Records contained in a dataset >>

══════════

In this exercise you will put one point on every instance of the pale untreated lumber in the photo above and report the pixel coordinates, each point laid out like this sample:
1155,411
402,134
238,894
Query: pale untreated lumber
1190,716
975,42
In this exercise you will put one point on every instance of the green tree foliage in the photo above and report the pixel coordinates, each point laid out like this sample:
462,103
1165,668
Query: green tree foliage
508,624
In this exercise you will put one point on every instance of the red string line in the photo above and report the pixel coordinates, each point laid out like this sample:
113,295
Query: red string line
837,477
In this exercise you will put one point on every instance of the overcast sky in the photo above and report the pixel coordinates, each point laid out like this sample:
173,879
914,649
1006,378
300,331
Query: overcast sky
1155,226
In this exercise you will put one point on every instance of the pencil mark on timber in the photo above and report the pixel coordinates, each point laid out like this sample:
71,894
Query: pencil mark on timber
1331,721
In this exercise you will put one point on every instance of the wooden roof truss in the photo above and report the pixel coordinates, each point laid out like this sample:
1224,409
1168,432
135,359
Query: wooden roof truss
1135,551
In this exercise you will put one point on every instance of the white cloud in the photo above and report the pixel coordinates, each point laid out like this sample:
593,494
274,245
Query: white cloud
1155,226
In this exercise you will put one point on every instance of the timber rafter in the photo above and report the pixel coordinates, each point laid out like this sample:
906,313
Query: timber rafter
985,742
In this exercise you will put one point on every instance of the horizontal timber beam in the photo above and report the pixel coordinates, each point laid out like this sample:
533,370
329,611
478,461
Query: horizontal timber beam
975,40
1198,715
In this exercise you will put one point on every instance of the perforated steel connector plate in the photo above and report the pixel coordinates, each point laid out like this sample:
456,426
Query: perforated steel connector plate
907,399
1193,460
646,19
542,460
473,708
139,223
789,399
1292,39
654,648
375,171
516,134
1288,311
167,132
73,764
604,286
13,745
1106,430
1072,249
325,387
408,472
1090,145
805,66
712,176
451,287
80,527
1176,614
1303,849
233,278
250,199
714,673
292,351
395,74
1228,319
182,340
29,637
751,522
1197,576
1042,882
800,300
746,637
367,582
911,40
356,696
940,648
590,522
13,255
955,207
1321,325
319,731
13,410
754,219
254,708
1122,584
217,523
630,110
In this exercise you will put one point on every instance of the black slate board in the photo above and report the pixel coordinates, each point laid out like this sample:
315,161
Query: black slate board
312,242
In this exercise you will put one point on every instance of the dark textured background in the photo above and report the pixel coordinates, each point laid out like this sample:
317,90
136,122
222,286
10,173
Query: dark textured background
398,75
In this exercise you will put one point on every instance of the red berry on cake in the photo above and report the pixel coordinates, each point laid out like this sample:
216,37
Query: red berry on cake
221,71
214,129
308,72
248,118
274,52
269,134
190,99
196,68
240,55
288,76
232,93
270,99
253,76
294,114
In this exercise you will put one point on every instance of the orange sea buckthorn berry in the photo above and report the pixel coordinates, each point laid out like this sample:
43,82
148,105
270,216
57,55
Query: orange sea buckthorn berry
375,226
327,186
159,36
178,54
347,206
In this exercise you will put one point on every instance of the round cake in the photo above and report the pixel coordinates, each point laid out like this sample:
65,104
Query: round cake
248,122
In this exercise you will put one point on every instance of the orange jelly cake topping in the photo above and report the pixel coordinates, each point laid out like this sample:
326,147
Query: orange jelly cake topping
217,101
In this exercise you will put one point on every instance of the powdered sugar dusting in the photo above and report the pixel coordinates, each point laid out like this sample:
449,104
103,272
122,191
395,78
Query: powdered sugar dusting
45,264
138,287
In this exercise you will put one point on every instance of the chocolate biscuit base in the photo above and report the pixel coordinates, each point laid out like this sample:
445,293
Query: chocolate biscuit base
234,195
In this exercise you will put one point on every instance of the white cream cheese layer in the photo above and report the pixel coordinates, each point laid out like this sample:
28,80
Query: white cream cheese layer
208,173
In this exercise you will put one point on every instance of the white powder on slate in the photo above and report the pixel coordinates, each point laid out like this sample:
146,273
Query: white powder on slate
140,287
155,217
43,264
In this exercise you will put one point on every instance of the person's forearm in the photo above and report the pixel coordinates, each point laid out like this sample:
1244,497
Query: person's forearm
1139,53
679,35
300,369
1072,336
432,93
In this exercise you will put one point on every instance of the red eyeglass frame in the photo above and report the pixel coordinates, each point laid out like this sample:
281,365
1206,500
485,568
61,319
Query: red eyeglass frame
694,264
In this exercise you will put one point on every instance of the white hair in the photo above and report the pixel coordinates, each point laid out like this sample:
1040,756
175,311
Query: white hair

══════════

Please give a word-for-word repetition of the lines from the one containing "Query: white cream cheese layer" through the last line of the data above, including both, and nothing besides.

EXERCISE RESULT >>
Query: white cream cheese layer
208,173
In this exercise you will put one point on every instance of the white powder on slate in the photo above and report the pixel coordinates, each point laid out like this sample:
146,273
Query: white powder on slate
140,287
155,217
43,264
In this exercise you will put one point on every instance of the person's forearm in the photo above and report the pixel coordinates, each point laid out like this sample:
1244,497
Query: person's forearm
1139,53
679,35
300,369
1072,336
432,93
In this exercise you will put one point on every instance of the red eyeglass frame in the photo above and report the pixel coordinates, each point laid out like this sample:
281,365
1206,500
485,568
61,319
Query: red eyeglass frame
694,264
In this exercise you will put one point on every instance of the white hair in the photo above and report the pixel coordinates, each point laid out like this sample:
1040,756
175,311
Query: white hair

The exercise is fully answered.